WHAT THE TASK REQUIRES: Locate all lines in the data below that hold "white" and show them.

MATERIAL FOR THE TASK:
[Start of Attachment]

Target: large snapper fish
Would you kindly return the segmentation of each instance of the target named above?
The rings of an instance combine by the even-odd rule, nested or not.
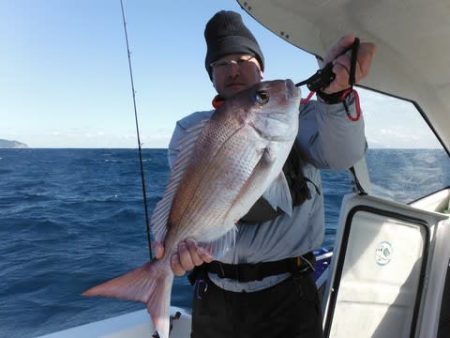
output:
[[[291,80],[261,82],[226,100],[190,128],[169,183],[152,215],[164,256],[87,290],[86,296],[146,303],[157,333],[169,336],[170,258],[190,238],[220,257],[234,244],[236,223],[262,195],[288,214],[282,172],[298,131],[300,96]]]

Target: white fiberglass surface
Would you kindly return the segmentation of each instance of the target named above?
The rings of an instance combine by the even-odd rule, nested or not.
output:
[[[348,216],[345,261],[330,337],[409,337],[420,290],[425,227],[403,216]]]

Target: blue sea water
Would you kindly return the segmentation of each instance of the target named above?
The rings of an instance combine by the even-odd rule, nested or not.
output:
[[[80,295],[148,260],[137,156],[0,149],[0,337],[35,337],[144,307]],[[368,162],[376,192],[397,201],[450,185],[441,150],[371,150]],[[168,179],[167,151],[144,150],[144,167],[151,212]],[[331,248],[351,180],[331,170],[322,178]],[[190,307],[190,293],[186,278],[177,278],[172,304]]]

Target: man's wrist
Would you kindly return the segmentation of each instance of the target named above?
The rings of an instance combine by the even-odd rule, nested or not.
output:
[[[336,104],[344,102],[351,93],[352,88],[348,88],[332,94],[327,94],[323,91],[318,90],[316,92],[316,95],[324,103]]]

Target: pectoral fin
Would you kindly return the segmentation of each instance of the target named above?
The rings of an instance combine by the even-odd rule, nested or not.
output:
[[[274,210],[280,208],[289,216],[292,215],[292,196],[283,172],[266,189],[263,197]]]
[[[236,232],[236,225],[233,225],[231,229],[221,237],[209,243],[201,243],[200,246],[205,247],[214,259],[220,259],[234,246],[236,242]]]

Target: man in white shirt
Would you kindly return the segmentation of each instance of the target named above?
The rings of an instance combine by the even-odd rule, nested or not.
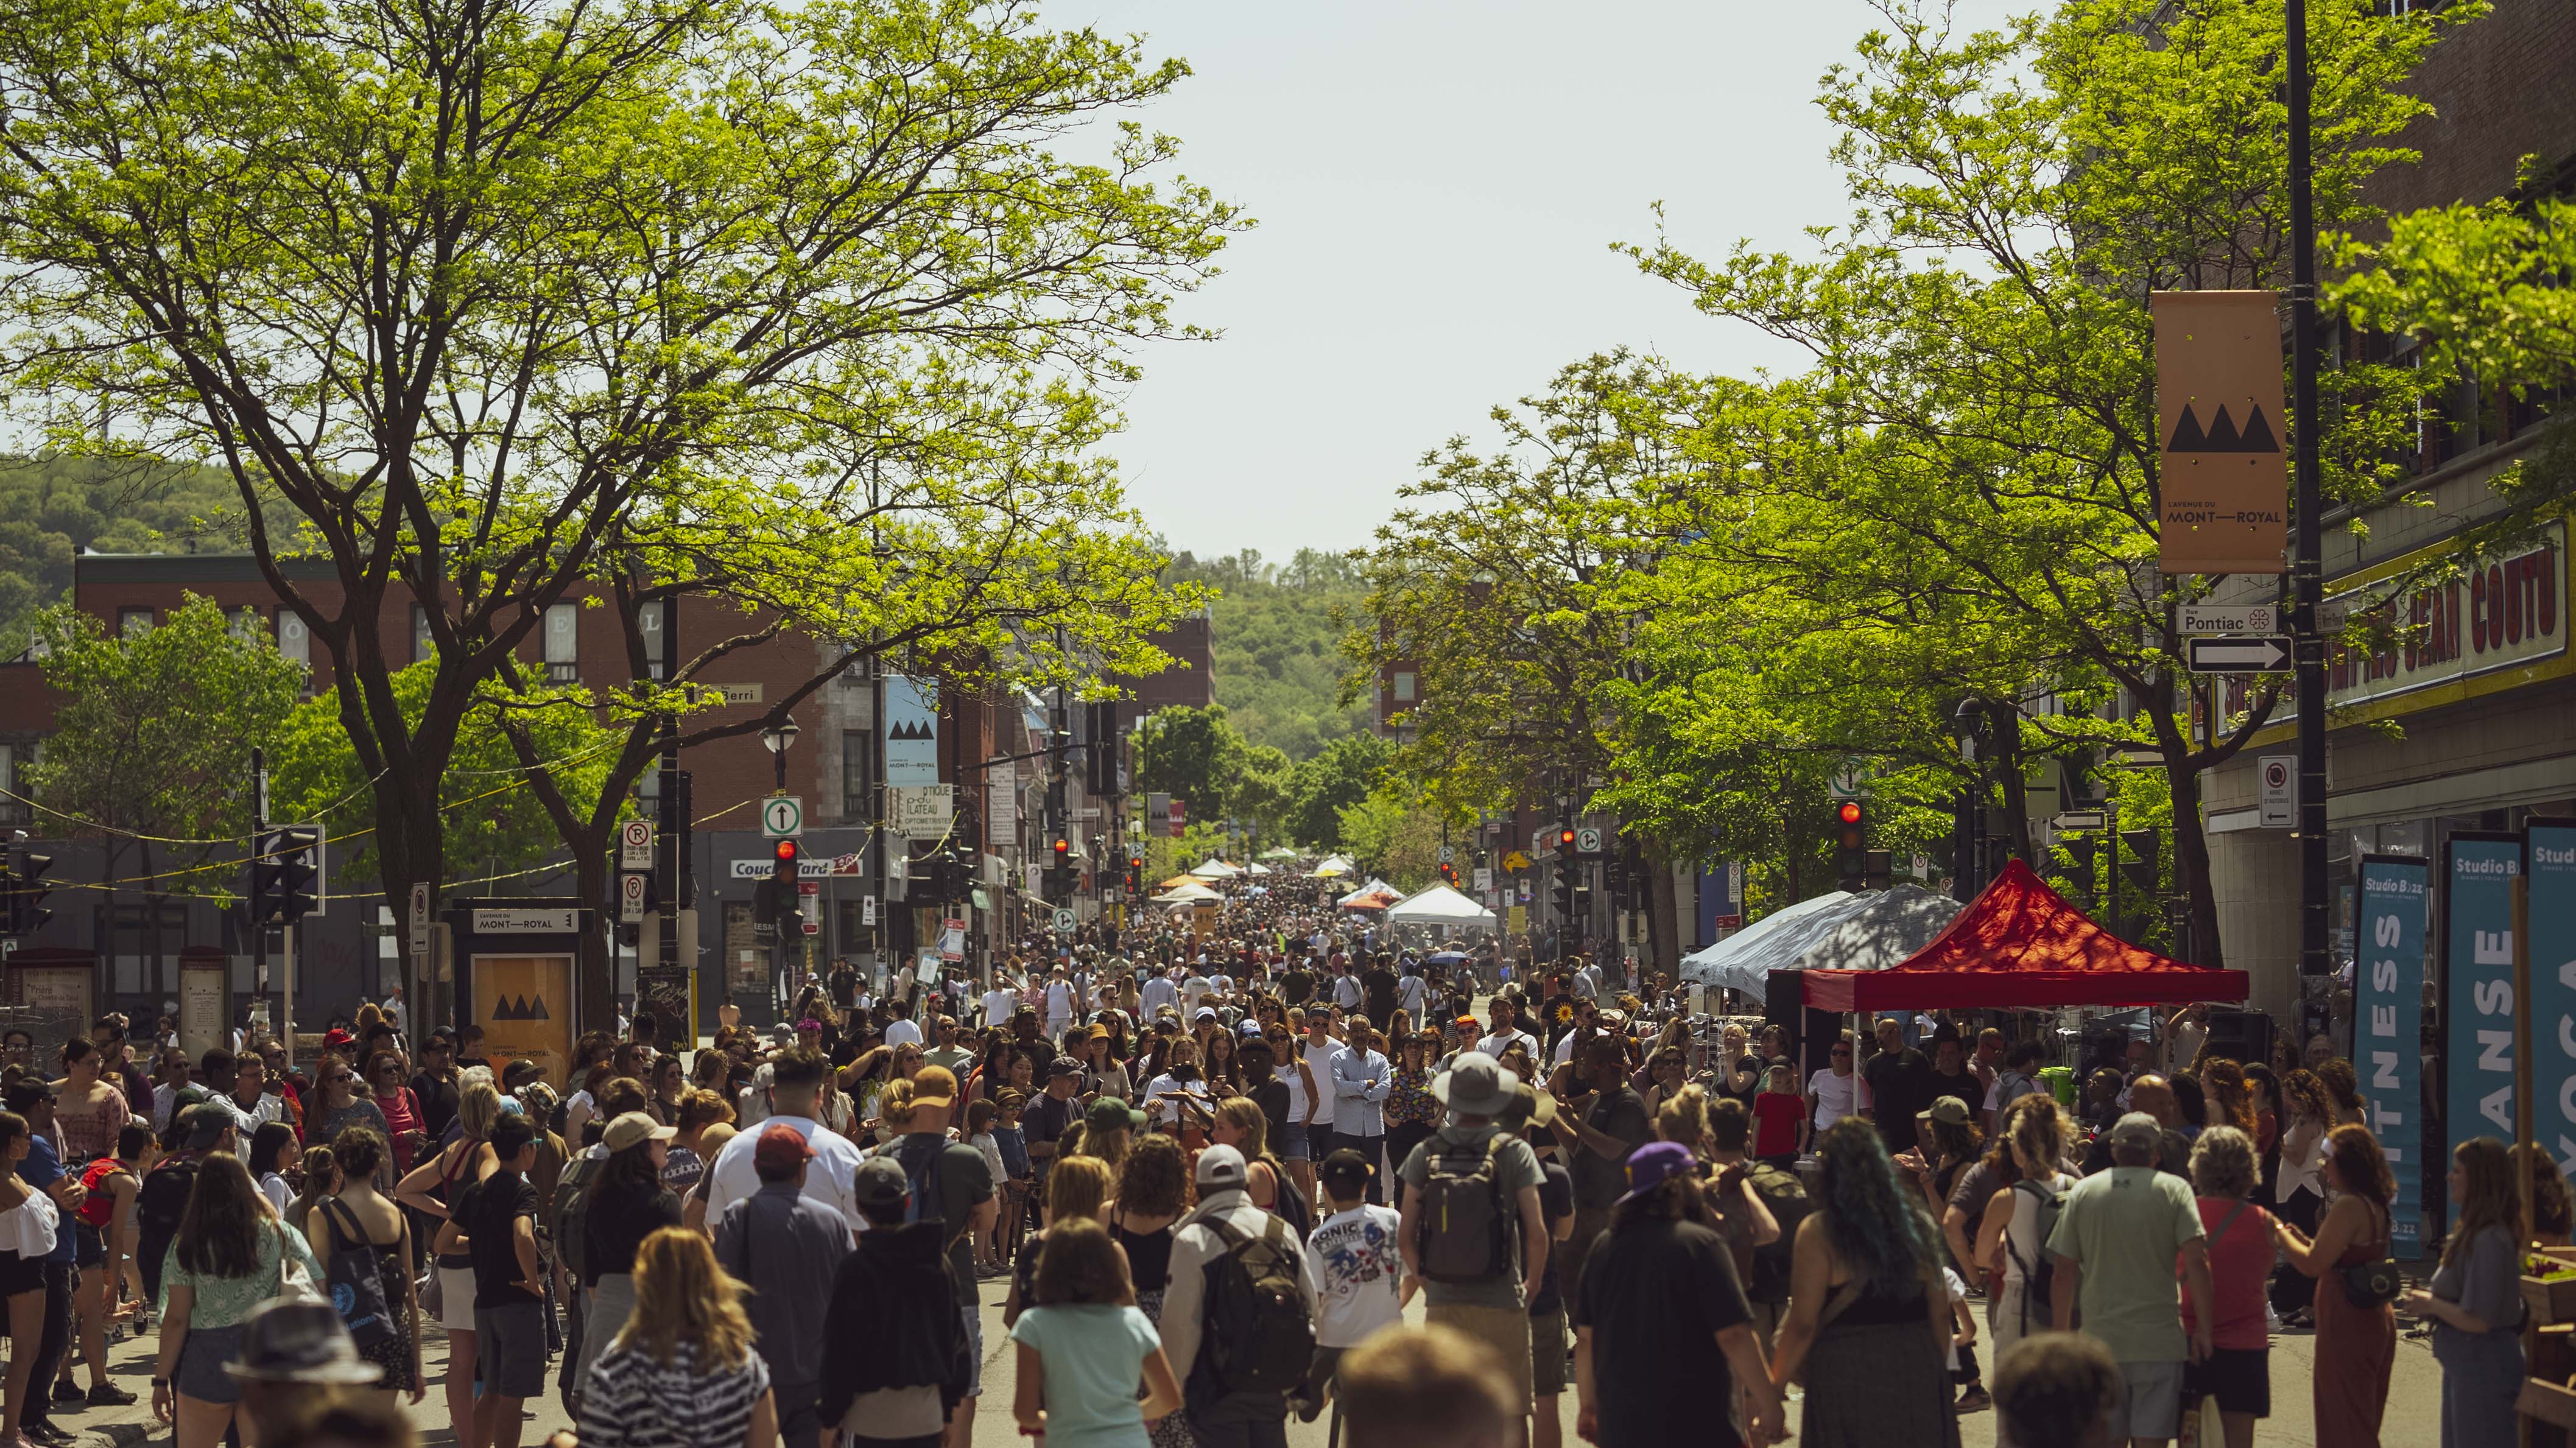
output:
[[[984,1029],[997,1031],[1011,1023],[1011,1012],[1020,1008],[1020,993],[1010,976],[993,972],[993,988],[984,992]]]
[[[1073,982],[1064,978],[1064,967],[1057,966],[1054,973],[1047,978],[1046,987],[1046,1028],[1049,1040],[1061,1040],[1066,1031],[1073,1029],[1073,1003],[1076,999],[1078,997],[1073,993]]]
[[[1216,989],[1216,983],[1208,979],[1206,970],[1200,966],[1191,966],[1189,978],[1181,982],[1182,1016],[1195,1018],[1198,1015],[1199,1002],[1206,1000],[1208,992],[1214,989]]]
[[[1318,1175],[1333,1214],[1306,1239],[1306,1293],[1315,1301],[1315,1367],[1307,1378],[1313,1396],[1290,1399],[1308,1422],[1342,1354],[1403,1315],[1397,1288],[1404,1280],[1404,1256],[1395,1245],[1402,1214],[1364,1200],[1369,1163],[1356,1151],[1327,1156]]]
[[[861,1160],[858,1145],[839,1132],[825,1130],[814,1119],[815,1098],[822,1092],[823,1074],[831,1067],[822,1053],[797,1046],[780,1052],[762,1069],[770,1073],[769,1114],[762,1124],[793,1127],[814,1153],[814,1159],[805,1164],[803,1196],[840,1213],[851,1231],[866,1231],[867,1219],[860,1215],[858,1199],[850,1191]],[[737,1198],[759,1192],[760,1173],[752,1165],[759,1142],[759,1132],[744,1131],[726,1142],[708,1165],[708,1220],[721,1220],[724,1209]]]
[[[1289,1064],[1280,1068],[1279,1075],[1288,1083],[1288,1171],[1297,1178],[1298,1190],[1312,1202],[1315,1163],[1323,1159],[1333,1139],[1333,1058],[1342,1053],[1343,1046],[1333,1039],[1332,1007],[1307,1006],[1304,1025],[1306,1034],[1292,1043],[1295,1049],[1289,1055]],[[1299,1065],[1306,1068],[1302,1076],[1297,1071]]]
[[[1520,1013],[1513,1009],[1511,997],[1494,997],[1493,1010],[1493,1034],[1478,1041],[1476,1049],[1499,1061],[1503,1058],[1503,1053],[1510,1050],[1512,1043],[1517,1041],[1529,1052],[1531,1060],[1538,1060],[1538,1038],[1516,1024]]]
[[[1404,958],[1404,974],[1395,982],[1395,1003],[1416,1027],[1422,1025],[1422,1008],[1430,999],[1430,983],[1422,978],[1422,962],[1412,956]]]
[[[894,1003],[894,1019],[886,1022],[885,1043],[889,1046],[918,1046],[921,1044],[921,1027],[913,1024],[912,1003],[910,1001],[896,1001]],[[751,1157],[748,1153],[743,1157],[743,1160],[746,1162],[750,1159]],[[745,1167],[744,1170],[748,1171],[750,1168]],[[755,1187],[753,1190],[756,1191],[758,1188]],[[854,1227],[852,1230],[864,1231],[866,1229]]]
[[[1583,968],[1574,973],[1574,997],[1587,1001],[1601,999],[1600,966],[1588,960],[1583,962]]]
[[[1359,972],[1351,969],[1349,961],[1336,957],[1333,961],[1333,1004],[1342,1008],[1342,1014],[1352,1015],[1358,1012],[1363,994]]]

[End of Attachment]

COMPLETED EXERCISE:
Target: white fiberglass surface
Target: man in white shirt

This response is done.